Exercise:
Pick up the passage below on Java arrays versus generics and continue it from its final line.

Selected text:
:::::

Saturday 7 July 2012

Item 25: Prefer lists to arrays


Arrays differ from generic types in two important ways. First, arrays are covariant. This scary-sounding word means simply that if Sub is a subtype of Super, then the array type Sub[] is a subtype of Super[]. Generics, by contrast, are invariant: for any two distinct types Type1 and Type2, List<Type1> is neither a subtype nor a supertype of List<Type2>.

This code fragment is legal:

// Fails at runtime!
Object[] objectArray = new Long[1];
objectArray[0] = "I don't fit in"; // Throws ArrayStoreException

but this one is not:

// Won't compile!
List<Object> ol = new ArrayList<Long>(); // Incompatible types
ol.add("I don't fit in");

The second major difference between arrays and generics is that arrays are reified [JLS, 4.7]. This means that arrays know and enforce their element types at runtime. As noted above, if you try to store a String into an array of Long, you’ll get an ArrayStoreException. Generics, by contrast, are implemented by erasure [JLS, 4.6]. This means that they enforce their type constraints only at compile time and discard (or erase) their element type information at runtime.

Because of these fundamental differences, arrays and generics do not mix well. For example, it is illegal to create an array of a generic type, a parameterized type, or a type parameter. None of these array creation expressions are legal: new List<E>[], new List<String>[], new E[]. All will result in generic array creation errors at compile time. Because it isn’t typesafe.

To make this more concrete, consider the following code fragment:

// Why generic array creation is illegal - won't compile!

:::::

Record list:

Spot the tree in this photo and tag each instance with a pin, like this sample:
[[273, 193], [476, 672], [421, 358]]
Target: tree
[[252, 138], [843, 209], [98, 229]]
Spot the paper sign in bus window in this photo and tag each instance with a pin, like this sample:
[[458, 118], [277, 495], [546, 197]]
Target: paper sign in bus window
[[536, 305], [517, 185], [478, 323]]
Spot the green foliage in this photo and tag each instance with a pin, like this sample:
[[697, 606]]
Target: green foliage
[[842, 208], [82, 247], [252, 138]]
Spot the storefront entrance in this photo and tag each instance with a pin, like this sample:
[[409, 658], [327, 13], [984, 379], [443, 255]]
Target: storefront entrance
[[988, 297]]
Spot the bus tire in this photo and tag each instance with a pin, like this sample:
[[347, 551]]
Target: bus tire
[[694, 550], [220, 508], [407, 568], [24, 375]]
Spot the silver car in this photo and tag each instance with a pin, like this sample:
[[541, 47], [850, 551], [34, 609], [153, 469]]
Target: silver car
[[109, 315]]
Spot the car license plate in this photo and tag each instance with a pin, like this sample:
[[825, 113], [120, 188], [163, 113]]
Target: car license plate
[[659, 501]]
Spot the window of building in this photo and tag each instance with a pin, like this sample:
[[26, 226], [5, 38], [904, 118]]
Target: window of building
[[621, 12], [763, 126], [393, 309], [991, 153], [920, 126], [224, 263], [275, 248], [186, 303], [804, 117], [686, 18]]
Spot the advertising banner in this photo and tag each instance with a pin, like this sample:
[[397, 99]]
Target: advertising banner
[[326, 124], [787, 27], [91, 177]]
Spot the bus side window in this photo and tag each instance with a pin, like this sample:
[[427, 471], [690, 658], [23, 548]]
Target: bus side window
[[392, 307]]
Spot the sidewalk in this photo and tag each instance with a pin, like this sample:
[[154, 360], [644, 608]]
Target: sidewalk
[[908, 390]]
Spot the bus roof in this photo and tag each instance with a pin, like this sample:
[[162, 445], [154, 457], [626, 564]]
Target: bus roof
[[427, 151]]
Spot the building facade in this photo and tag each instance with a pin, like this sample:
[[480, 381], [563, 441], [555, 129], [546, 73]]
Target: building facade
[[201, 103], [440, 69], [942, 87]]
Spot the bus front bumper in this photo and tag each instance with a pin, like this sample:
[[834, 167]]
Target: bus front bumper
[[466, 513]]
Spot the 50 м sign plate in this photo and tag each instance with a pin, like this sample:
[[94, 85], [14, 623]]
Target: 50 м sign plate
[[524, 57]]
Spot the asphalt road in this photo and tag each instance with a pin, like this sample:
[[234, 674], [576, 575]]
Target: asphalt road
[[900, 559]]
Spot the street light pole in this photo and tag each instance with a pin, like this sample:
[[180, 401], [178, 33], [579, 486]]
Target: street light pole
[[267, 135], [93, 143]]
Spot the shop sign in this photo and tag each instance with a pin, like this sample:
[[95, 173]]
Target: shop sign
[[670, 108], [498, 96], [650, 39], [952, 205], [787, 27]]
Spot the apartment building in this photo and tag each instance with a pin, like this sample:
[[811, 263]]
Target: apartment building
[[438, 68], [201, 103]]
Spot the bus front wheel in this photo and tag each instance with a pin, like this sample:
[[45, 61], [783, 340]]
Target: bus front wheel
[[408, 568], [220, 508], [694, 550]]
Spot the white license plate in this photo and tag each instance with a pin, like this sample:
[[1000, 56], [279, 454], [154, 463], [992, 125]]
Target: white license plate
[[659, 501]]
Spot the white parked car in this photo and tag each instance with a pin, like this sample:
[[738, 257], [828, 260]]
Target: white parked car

:::::

Response to this task:
List<String>[] stringLists = new List<String>[1]; // (1)
List<Integer> intList = Arrays.asList(42); // (2)
Object[] objects = stringLists; // (3)
objects[0] = intList; // (4)
String s = stringLists[0].get(0); // (5)

Let’s pretend that line 1, which creates a generic array, is legal. Line 2 creates and initializes a List<Integer> containing a single element. Line 3 stores the List<String> array into an Object array variable, which is legal because arrays are covariant. Line 4 stores the List<Integer> into the sole element of the Object array, which succeeds because generics are implemented by erasure: the
runtime type of a List<Integer> instance is simply List, and the runtime type of a List<String>[] instance is List[], so this assignment doesn’t generate an ArrayStoreException. Now we’re in trouble. We’ve stored a List<Integer> instance into an array that is declared to hold only List<String> instances. In line 5, we retrieve the sole element from the sole list in this array. The compiler
automatically casts the retrieved element to String, but it’s an Integer, so we get a ClassCastException at runtime. In order to prevent this from happening, line 1 (which creates a generic array) generates a compile-time error.

When you get a generic array creation error, the best solution is often to use the collection type List<E> in preference to the array type E[]. You might sacrifice some performance or conciseness, but in exchange you get better type safety and interoperability.

For example, suppose you have a synchronized list (of the sort returned by Collections.synchronizedList) and a function that takes two values of the type held by the list and returns a third. Now suppose you want to write a method to “reduce” the list by applying the function across it.

Here’s how the code might have looked without generics:

// Reduction without generics, and with concurrency flaw!
static Object reduce(List list, Function f, Object initVal) {
synchronized(list) {
Object result = initVal;
for (Object o : list)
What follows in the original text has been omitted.